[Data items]
____

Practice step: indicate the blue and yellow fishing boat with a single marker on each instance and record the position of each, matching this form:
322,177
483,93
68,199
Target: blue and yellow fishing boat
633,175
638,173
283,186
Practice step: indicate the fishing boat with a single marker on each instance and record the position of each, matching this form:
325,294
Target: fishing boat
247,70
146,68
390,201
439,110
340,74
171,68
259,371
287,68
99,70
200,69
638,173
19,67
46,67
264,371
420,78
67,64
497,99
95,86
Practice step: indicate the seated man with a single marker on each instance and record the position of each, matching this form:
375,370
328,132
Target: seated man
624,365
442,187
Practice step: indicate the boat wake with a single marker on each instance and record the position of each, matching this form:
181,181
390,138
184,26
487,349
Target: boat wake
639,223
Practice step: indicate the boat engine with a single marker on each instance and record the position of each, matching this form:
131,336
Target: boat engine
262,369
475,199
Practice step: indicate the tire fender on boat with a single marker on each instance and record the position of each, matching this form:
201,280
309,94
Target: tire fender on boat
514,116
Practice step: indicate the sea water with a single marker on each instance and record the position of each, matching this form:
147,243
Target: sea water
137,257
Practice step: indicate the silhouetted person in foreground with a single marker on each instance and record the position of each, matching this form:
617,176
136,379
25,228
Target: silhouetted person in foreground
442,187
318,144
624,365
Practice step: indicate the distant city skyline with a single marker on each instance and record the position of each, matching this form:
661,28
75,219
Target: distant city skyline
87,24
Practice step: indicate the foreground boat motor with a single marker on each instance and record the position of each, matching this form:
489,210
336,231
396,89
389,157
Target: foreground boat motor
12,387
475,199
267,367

____

> Exercise description:
Only lines containing the word "Practice" matter here: count them in the entries and give the number, nothing else.

> Solution to the exercise:
10